Given problem:
Output every line exactly as written. Leave out pictures.

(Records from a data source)
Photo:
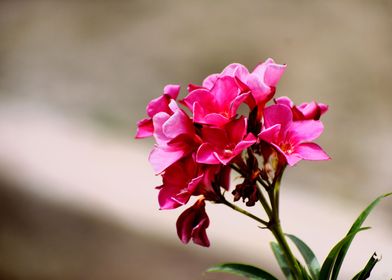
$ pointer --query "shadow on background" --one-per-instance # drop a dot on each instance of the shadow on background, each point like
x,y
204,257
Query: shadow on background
x,y
43,240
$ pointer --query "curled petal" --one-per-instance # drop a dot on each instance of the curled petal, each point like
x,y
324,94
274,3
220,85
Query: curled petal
x,y
192,224
205,154
162,157
311,151
145,129
172,91
305,131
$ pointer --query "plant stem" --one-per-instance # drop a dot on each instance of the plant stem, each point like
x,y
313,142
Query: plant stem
x,y
242,211
276,229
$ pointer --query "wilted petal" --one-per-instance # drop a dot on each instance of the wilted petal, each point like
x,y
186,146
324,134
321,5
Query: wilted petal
x,y
192,224
270,134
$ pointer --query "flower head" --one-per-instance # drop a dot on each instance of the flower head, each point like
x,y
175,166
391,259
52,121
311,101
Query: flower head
x,y
305,111
293,139
222,144
145,127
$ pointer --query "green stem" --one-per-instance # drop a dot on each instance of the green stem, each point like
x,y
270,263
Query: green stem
x,y
262,199
276,228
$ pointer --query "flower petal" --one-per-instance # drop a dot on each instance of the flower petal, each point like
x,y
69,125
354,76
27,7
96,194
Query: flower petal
x,y
205,154
145,128
277,114
161,158
305,131
311,151
172,91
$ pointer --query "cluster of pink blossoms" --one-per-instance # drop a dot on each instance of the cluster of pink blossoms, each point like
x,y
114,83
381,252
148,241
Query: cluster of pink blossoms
x,y
194,153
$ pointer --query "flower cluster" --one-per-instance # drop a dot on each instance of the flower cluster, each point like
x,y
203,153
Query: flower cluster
x,y
202,137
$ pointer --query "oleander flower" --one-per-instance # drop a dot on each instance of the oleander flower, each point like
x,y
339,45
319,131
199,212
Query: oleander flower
x,y
192,224
293,139
261,83
175,138
217,105
305,111
222,144
180,181
145,127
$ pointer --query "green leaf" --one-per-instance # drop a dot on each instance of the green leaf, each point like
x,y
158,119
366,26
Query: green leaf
x,y
357,224
329,262
309,257
365,273
281,260
248,271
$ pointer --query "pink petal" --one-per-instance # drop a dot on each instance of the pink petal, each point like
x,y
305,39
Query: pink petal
x,y
305,131
270,134
165,199
145,129
284,100
205,154
202,96
224,91
192,224
215,136
277,114
236,130
235,104
292,159
161,158
157,105
213,119
273,73
311,151
210,81
178,123
172,91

Task result:
Photo:
$ pointer --query "shadow on background" --one-per-instance # drop a dot on each instance of the shadow on background, each point like
x,y
204,257
Query: shadow on background
x,y
43,240
$ pointer --query "curled petal" --one-per-instance # drop a dot on each instance of the curled petal, each point like
x,y
324,94
274,3
220,85
Query: curled petal
x,y
192,224
205,154
162,157
311,151
145,129
172,91
305,131
$ pointer --query "plant stem" --one-per-instance # drop a dot on each instance of the plant stem, each point like
x,y
313,142
Query: plant stem
x,y
242,211
276,229
$ pointer --query "wilted petal" --one-per-instance # drop a dot on each instance of the wilted petal, each point like
x,y
186,146
324,134
321,5
Query: wilted petal
x,y
192,224
270,134
$ pointer --query "flower head" --one-per-instance # drop a dot on each instance of the flower head, each point like
x,y
175,166
391,259
52,121
311,101
Query: flower head
x,y
305,111
293,139
222,144
145,127
$ pointer --query "green stem" --one-per-instance # drop a dot on each instance of the green stem, each point like
x,y
270,263
Query: green stem
x,y
262,199
276,228
$ pointer --query "flower petal" --one-per-instance # drop a dot on each instance of the flower petal, each point like
x,y
69,125
354,76
27,7
96,194
Query: flower petal
x,y
205,154
145,128
277,114
161,158
305,131
311,151
172,91
$ pointer --query "cluster of pink blossoms" --one-per-instance # drop a dot on each instance of the cluster of pink blossoms, each point like
x,y
114,83
381,252
148,241
Query: cluster of pink blossoms
x,y
194,153
$ pointer --query "flower cluster" --one-per-instance # drop a dot on each instance of the flower cluster, each point like
x,y
203,153
Query: flower cluster
x,y
202,137
$ pointer --query "oleander flower" --one-per-instance # drop a dot on each instance of the oleander flower, each point like
x,y
339,45
319,131
199,212
Query: oleander flower
x,y
192,224
293,139
261,83
175,138
217,105
305,111
222,144
180,181
145,127
$ pointer --query "green leaf" --one-per-instance # drop a dot on each instance of the green leaf, each point like
x,y
158,119
366,26
Query: green leaf
x,y
357,224
329,262
309,257
365,273
281,260
248,271
$ pointer --query "pink petal" --one-per-instance # drop a dot on each instance of the pink petal, each point like
x,y
305,39
Query: pink petal
x,y
305,131
270,134
165,199
145,129
284,100
205,154
202,96
224,91
192,224
215,136
277,114
236,130
235,104
292,159
161,158
157,105
213,119
273,73
311,151
210,81
178,123
172,91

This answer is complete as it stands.